» **Extracted data**:
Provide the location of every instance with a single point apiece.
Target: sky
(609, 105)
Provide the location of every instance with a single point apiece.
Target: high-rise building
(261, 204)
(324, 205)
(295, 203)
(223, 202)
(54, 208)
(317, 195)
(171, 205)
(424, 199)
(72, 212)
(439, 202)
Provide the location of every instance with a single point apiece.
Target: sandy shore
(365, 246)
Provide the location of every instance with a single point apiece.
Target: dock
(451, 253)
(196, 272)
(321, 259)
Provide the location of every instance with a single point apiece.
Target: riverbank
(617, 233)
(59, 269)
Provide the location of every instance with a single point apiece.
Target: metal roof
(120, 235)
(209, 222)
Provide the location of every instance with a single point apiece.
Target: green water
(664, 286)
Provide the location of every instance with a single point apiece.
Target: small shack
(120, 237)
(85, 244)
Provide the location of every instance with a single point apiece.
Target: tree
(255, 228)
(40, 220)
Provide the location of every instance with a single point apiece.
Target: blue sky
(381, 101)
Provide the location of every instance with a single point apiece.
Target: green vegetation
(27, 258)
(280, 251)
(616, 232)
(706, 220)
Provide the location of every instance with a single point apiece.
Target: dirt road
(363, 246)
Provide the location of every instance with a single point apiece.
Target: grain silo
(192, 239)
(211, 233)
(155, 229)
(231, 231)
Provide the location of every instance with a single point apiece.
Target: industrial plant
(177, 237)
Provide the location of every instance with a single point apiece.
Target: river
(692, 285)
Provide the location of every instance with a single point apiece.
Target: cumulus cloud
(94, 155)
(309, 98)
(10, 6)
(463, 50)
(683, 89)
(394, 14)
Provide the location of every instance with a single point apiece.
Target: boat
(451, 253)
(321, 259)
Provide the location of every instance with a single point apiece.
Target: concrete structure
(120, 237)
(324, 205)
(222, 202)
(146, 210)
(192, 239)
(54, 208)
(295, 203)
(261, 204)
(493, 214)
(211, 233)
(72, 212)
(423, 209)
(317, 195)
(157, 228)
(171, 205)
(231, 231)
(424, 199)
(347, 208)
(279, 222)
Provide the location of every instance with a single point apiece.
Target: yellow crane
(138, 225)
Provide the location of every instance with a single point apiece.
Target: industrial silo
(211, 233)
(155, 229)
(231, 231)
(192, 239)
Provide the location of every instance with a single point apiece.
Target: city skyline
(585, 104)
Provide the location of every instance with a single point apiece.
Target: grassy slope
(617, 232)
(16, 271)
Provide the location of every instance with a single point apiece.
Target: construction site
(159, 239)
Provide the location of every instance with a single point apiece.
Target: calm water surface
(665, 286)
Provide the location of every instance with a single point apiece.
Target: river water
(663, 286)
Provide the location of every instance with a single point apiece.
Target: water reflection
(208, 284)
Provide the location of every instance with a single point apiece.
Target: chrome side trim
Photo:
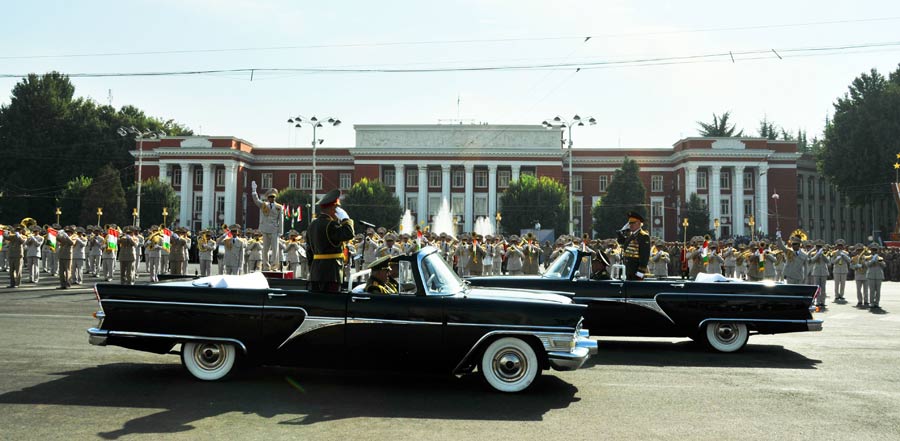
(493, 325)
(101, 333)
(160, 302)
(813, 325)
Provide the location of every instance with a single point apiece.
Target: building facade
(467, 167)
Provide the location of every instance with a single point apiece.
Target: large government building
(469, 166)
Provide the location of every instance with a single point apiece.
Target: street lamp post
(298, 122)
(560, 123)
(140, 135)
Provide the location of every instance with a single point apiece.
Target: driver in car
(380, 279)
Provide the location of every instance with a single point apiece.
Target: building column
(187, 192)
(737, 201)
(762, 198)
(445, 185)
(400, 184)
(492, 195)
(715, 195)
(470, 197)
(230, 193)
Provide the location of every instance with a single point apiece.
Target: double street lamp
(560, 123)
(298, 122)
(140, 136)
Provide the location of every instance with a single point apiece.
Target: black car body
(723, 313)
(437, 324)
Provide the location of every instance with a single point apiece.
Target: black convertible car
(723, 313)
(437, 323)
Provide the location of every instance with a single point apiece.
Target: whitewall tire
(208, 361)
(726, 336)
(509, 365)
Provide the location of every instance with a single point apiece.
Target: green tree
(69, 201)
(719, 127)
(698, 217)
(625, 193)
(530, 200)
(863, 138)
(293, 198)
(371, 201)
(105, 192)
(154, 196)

» **About this exercise**: Retype all of the listing word for word and skip the pictures.

» **Finished exercise**:
Provide the location of every instance with a single point apiece.
Target: sky
(609, 105)
Provide the location of every instance with a single point apiece.
Target: high-rise building
(261, 204)
(324, 205)
(295, 203)
(223, 202)
(54, 208)
(317, 195)
(171, 205)
(424, 199)
(72, 212)
(439, 202)
Provide the location of every instance with a single point apiece.
Target: sandy shore
(365, 246)
Provide the location of every instance with a single point apiece.
Target: dock
(451, 253)
(196, 272)
(321, 259)
Provide the location of every instance with a single point apiece.
Target: riverbank
(617, 233)
(59, 269)
Provide the location of every instance with a single point apiece.
Target: metal roof
(120, 235)
(209, 222)
Provide the location of every instance with a single point apiece.
Target: green water
(664, 286)
Provide the location of every instance with a single point apiece.
Target: small shack
(120, 237)
(85, 244)
Provide the location of every instance with a single point apiece.
Target: tree
(255, 228)
(40, 220)
Provide the location of every instance with a single point apiece.
Target: blue sky
(381, 101)
Provide the location of every instance with a single point apiece.
Target: green vegetation
(27, 258)
(280, 251)
(616, 232)
(706, 220)
Provide the location of every instance with a single point apiece.
Target: dirt road
(363, 246)
Provide the location of every instance with a single point apiece.
Target: grain silo
(192, 239)
(211, 233)
(155, 229)
(231, 231)
Provide the location of every instance with a single point apiece.
Target: industrial plant
(177, 237)
Provide the location of every instance with a single point apiece.
Target: river
(692, 285)
Provide the location of every instance with a single point apiece.
Target: cumulus cloud
(94, 155)
(309, 98)
(10, 6)
(463, 50)
(683, 89)
(394, 14)
Provide the location of every instance with a single point apiece.
Target: boat
(451, 253)
(321, 259)
Provide the location of every instance with a single point apiece.
Target: concrete structure
(120, 237)
(324, 205)
(222, 202)
(146, 210)
(192, 239)
(54, 208)
(295, 203)
(261, 204)
(493, 214)
(211, 233)
(72, 212)
(423, 209)
(317, 195)
(157, 228)
(171, 205)
(231, 231)
(424, 199)
(347, 208)
(279, 222)
Provide the location of every instance with a single point apiece.
Target: yellow crane
(138, 225)
Provide the location of every instance with a single point apiece.
Target: industrial silo
(211, 233)
(155, 229)
(231, 231)
(192, 239)
Provide the location of every instance with a single point apiece.
Target: city skyline
(585, 104)
Provide the location of every instance with a single point apiece.
Target: grassy slope
(617, 232)
(16, 271)
Provide the location of every instance with a single point apiece.
Target: construction site
(159, 239)
Provide the location of every instance with a single point apiece.
Target: calm water surface
(665, 286)
Provide the location of every instance with a single point apiece.
Target: river water
(663, 286)
Provide the location of every instance with a single point apiece.
Target: water reflection
(208, 284)
Provide the location of every instance with a single point apiece.
Target: chrome side trim
Photo:
(493, 325)
(101, 333)
(160, 302)
(813, 325)
Provide the location of every instance with a single point apiece.
Target: building facade
(467, 167)
Provide the location of every instance with a single point apiece.
Target: large government building
(469, 166)
Provide the location of every instance with a single point apiece.
Target: street lamp post
(298, 122)
(560, 123)
(140, 135)
Provide the location of every instance with a single point apiece.
Target: driver in car
(380, 279)
Provide the location of every instance with a single point apiece.
Target: building column
(187, 192)
(737, 201)
(762, 198)
(445, 185)
(400, 184)
(492, 195)
(715, 195)
(470, 197)
(230, 193)
Provide the location of every instance with a single point apiece.
Target: double street lamp
(560, 123)
(298, 122)
(140, 136)
Provide the location of every instance with a single point apiece.
Target: black car body
(723, 313)
(437, 324)
Provide the location of every instance with a single point apiece.
Target: black convertible car
(723, 313)
(437, 323)
Provide the location of every instance with a single point apiece.
Target: whitewall tire
(208, 361)
(726, 336)
(509, 365)
Provide the location of every instance with a single point apiece.
Target: green tree
(69, 201)
(719, 127)
(698, 217)
(625, 193)
(530, 200)
(863, 138)
(293, 198)
(371, 201)
(105, 192)
(154, 196)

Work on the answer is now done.